Stated goal: Copy the rows from the line with "Above is an image. Your task is to detect dark hair" up to and including the line with "[142,104,161,124]", renaming "dark hair" to "black hair" and leaving everything else unchanged.

[START OF Data provided]

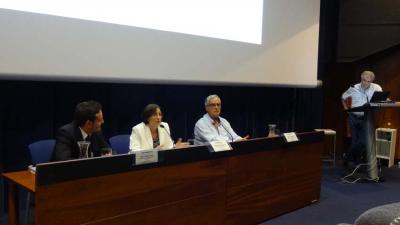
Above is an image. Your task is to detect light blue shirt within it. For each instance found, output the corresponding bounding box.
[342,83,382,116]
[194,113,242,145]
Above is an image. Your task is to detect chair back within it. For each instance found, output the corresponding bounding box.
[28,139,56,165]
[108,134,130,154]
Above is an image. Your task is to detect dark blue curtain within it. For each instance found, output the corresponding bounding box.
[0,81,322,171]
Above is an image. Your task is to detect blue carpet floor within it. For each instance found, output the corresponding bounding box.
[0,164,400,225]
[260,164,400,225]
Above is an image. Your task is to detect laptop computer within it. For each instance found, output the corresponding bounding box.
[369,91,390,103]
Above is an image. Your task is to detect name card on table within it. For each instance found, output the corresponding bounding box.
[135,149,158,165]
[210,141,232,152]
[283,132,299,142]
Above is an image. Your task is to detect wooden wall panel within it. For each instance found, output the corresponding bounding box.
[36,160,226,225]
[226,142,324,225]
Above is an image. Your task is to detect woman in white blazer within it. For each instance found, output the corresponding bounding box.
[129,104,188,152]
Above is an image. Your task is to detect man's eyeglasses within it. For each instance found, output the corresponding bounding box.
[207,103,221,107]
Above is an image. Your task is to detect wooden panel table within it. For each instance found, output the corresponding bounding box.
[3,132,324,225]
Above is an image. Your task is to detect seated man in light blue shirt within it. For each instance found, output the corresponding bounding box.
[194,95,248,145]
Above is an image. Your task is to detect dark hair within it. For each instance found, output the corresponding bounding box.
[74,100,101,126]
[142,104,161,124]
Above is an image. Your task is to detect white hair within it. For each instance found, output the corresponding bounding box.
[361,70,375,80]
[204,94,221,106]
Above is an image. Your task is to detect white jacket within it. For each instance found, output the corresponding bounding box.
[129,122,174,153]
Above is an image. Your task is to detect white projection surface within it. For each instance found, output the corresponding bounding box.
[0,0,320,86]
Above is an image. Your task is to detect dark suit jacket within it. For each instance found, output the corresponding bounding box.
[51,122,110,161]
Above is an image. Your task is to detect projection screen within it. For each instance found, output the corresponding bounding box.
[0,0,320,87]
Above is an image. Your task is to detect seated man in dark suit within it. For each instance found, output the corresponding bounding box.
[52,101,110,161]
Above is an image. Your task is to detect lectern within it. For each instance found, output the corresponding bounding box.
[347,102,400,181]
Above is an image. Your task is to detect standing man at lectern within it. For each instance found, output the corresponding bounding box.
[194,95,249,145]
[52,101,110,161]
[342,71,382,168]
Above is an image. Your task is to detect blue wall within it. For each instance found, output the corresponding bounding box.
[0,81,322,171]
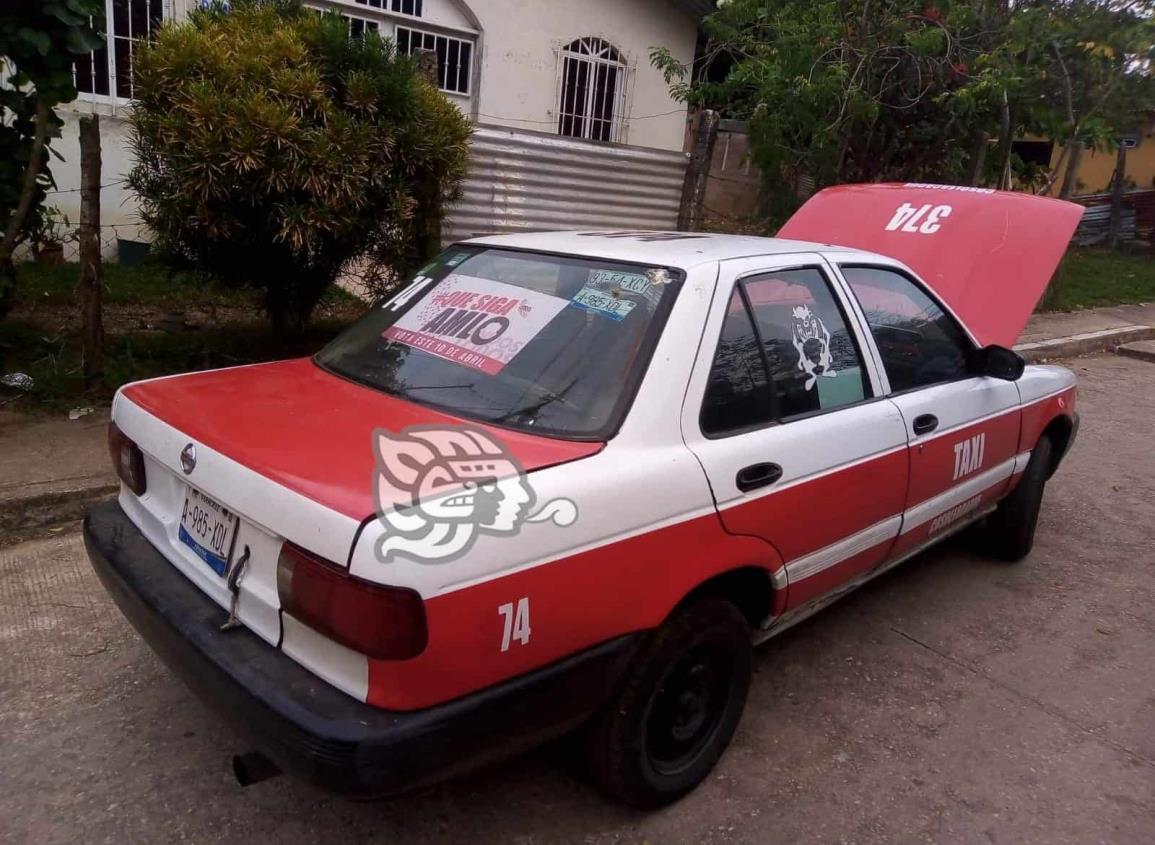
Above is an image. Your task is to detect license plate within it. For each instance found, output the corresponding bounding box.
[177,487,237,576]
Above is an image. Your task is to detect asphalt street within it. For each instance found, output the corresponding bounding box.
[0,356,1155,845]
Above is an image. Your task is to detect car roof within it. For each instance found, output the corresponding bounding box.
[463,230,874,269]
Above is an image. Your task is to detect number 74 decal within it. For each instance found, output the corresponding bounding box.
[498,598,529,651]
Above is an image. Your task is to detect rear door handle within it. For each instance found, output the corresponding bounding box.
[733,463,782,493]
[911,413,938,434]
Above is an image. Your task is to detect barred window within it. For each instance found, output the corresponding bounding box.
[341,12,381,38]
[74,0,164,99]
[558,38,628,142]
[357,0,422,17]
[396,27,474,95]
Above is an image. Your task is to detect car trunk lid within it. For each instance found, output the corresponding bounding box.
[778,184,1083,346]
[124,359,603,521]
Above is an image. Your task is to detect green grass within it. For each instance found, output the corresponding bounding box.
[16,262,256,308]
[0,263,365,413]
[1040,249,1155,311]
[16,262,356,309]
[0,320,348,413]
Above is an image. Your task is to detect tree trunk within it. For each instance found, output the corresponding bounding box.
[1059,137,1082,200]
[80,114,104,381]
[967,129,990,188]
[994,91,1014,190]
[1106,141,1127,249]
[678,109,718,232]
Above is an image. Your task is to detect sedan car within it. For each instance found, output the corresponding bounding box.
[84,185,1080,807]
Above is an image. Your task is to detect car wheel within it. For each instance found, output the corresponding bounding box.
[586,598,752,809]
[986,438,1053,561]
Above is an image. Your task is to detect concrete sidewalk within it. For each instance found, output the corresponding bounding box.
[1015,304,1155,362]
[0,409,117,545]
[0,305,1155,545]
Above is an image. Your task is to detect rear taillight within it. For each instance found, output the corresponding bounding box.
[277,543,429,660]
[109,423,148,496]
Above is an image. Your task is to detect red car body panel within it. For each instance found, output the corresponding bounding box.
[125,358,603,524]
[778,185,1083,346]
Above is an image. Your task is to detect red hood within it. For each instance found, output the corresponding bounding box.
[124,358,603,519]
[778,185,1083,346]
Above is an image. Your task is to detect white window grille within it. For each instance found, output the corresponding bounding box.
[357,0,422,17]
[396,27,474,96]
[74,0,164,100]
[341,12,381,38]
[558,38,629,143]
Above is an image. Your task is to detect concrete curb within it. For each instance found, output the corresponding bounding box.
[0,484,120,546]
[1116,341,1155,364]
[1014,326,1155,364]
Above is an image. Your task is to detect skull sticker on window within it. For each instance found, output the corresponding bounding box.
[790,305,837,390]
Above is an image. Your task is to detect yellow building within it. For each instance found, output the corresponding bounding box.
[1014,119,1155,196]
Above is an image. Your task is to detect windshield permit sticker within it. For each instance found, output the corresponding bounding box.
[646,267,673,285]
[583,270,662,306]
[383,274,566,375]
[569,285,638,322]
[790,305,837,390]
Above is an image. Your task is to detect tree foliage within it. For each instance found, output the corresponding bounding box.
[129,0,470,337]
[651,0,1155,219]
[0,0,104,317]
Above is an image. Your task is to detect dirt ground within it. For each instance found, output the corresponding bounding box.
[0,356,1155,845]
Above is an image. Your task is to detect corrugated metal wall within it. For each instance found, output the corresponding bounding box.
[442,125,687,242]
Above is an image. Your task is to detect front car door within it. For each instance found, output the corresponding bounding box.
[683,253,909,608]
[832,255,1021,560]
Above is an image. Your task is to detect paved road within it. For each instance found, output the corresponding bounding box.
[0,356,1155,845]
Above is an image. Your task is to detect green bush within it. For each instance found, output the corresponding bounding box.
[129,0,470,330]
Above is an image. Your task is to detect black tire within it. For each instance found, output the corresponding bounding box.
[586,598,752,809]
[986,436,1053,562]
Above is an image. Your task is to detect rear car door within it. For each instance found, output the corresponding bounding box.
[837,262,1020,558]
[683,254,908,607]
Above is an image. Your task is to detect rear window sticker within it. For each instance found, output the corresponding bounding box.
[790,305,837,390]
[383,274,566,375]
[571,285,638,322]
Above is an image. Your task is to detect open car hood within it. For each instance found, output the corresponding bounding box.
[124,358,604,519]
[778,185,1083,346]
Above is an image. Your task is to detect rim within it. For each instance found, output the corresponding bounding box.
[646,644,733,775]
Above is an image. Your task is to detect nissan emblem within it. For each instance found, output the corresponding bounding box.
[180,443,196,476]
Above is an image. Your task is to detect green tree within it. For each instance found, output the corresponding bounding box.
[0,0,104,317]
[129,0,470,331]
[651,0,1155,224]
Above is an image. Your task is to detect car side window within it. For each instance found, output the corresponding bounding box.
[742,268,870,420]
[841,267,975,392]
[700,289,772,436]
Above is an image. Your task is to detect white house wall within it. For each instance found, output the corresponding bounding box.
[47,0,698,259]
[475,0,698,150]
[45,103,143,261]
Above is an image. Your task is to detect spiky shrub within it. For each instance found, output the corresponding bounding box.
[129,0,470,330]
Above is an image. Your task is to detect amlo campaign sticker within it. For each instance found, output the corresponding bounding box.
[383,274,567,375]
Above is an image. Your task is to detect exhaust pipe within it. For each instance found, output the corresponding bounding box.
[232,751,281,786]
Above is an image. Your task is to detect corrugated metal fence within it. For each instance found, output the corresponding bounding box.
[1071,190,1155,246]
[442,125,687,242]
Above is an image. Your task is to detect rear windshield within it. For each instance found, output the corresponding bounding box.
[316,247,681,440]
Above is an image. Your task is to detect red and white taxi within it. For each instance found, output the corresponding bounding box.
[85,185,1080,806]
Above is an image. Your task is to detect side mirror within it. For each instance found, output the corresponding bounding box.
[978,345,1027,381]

[END OF Data provided]

Exercise answer:
Above is an image. Your task is to detect black hair within it. For each instance found, output the corresponding bounding box.
[74,100,101,126]
[142,104,161,124]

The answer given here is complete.